* [Passage]
Former Walker Moving Image Curator Melinda Ward began her tenure as film coordinator in 1974 and worked with Film in the Cities on collaborative programming, eventually becoming a member of its board. In conjunction with our series Film in the Cities: A History and Legacy, she interviewed Emily Galusha, former FITC staff and board member, about the organization’s structure, institutional collaboration, youth education, and arts funding.
The Walker has a long history of supporting film as an art form, early on hosting avant garde filmmakers like Maya Deren. The Walker hired its first full-time film curator, John Hanhardt, in 1973, the same year the Edmond R. Ruben Film and Video Study Collection was established. I arrived a year later, in 1974, just in time for the opening of a groundbreaking gallery and auditorium film- and video-based exhibition, Projected Images, which included work by Michael Snow, Paul Sharits, Peter Campus, and others. It was a very exciting time for experiments in both film and video. As filmmaker Hollis Frampton put it: “In the late ’50s, as I was 19 or 20 years old, as did a lot of young people at that time, I imagined myself to be a poet; it was a good thing to be. A few years later it was a good thing to imagine oneself to be a painter, and now I think everyone wants to be a filmmaker.” As it was a time of tremendous social upheaval, youth empowerment, and evolving media technology, it was also a perfect environment for the creation of Film in the Cities and the ensuing collaboration with the Walker.
The Walker had a strong practice of collaborating with local arts organizations, especially in the performing arts. It was very natural to establish a collaborative relationship with Film in the Cities (FITC). Filmmaker and FITC board member Molly Davies took me to FITC and introduced me to their unique program working with high school students. I later joined the board of FITC.

MELINDA WARD (MW)

* [Stated exercise a] According to the Film in the Cities passage, why was that period a perfect environment for creating Film in the Cities and its collaboration with the Walker? Answer in one to three sentences.
The rows that follow have no connection to the text above.

* [Material shown]
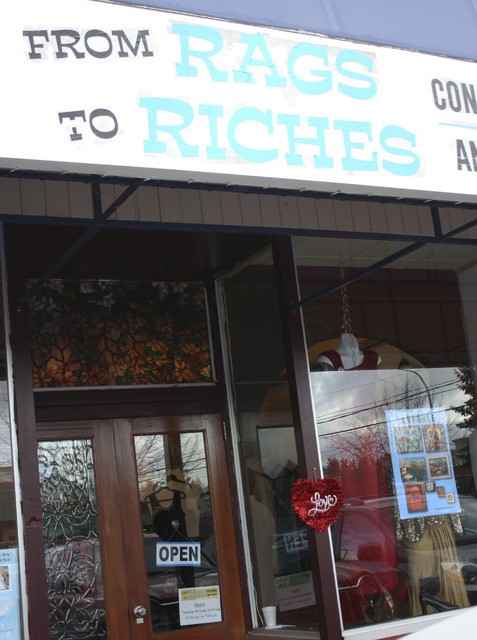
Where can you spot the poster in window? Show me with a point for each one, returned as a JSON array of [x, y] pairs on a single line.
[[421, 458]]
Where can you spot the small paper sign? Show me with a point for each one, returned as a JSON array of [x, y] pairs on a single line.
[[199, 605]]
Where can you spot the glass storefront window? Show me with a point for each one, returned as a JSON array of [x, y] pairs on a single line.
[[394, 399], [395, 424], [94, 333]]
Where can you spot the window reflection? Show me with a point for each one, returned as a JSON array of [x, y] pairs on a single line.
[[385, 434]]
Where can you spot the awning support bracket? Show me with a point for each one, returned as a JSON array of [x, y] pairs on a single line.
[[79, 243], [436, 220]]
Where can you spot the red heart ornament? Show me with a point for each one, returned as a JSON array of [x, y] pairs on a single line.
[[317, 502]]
--
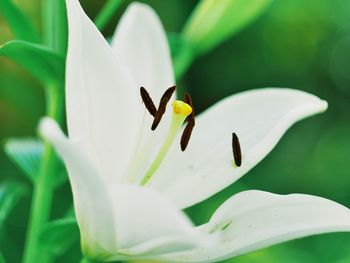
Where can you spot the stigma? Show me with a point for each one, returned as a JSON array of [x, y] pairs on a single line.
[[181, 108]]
--
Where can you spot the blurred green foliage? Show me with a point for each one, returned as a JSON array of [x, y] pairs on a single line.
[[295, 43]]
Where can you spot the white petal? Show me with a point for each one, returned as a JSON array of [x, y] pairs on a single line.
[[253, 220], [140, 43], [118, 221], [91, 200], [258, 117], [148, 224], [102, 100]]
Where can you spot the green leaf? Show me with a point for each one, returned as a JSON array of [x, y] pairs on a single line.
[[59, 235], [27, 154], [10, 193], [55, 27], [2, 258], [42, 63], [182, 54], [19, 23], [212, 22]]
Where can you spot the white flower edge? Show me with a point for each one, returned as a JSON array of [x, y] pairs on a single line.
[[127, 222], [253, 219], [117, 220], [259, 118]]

* [Stated exercise b] Copy out the rows from the line with "Where can you spot the white flower" to the line with "[[127, 222], [253, 219], [117, 220], [259, 118]]", character for character.

* [Exercise response a] It was a time of tremendous social upheaval, youth empowerment, and evolving media technology. It was also a very exciting time for experiments in both film and video.

* [Exercise response b]
Where can you spot the white flower edge? Show me with a point for each one, returned as a JSON array of [x, y] pairs on a single line.
[[127, 222], [253, 219], [117, 220], [259, 118]]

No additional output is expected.